**AVAILABLE DATA**:
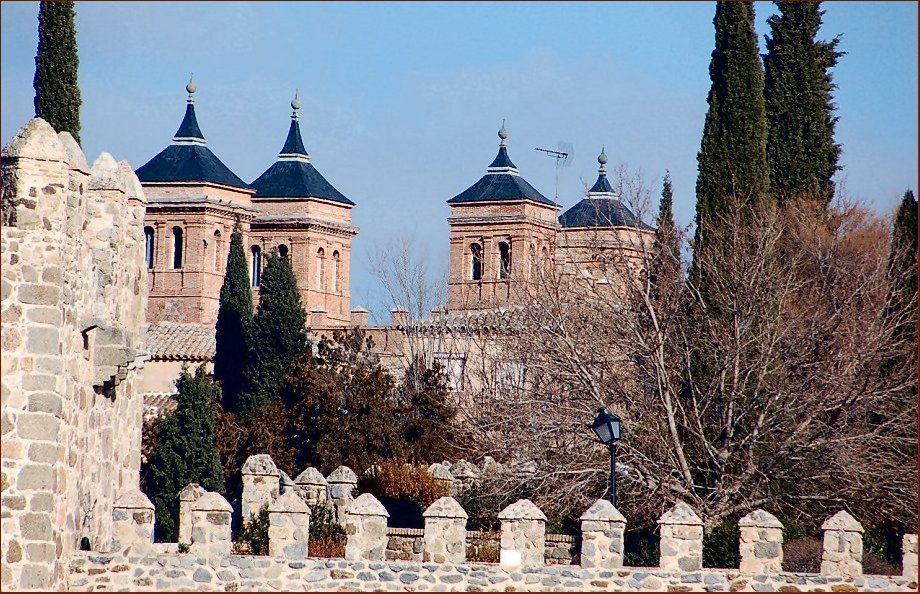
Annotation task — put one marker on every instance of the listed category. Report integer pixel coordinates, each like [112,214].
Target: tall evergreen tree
[279,334]
[234,323]
[801,151]
[666,265]
[903,262]
[57,94]
[732,159]
[185,451]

**ABOUT THIS TASK**: What you output must match the data exactly, apart from the pictures, which are left out.

**PROBLEM SOLUTION**:
Annotation task — put one marker on every instance of the listed category. Report integer pixel coordinates, each like [112,214].
Target: tall evergreen tree
[279,334]
[234,323]
[801,151]
[666,265]
[903,262]
[57,94]
[732,159]
[185,451]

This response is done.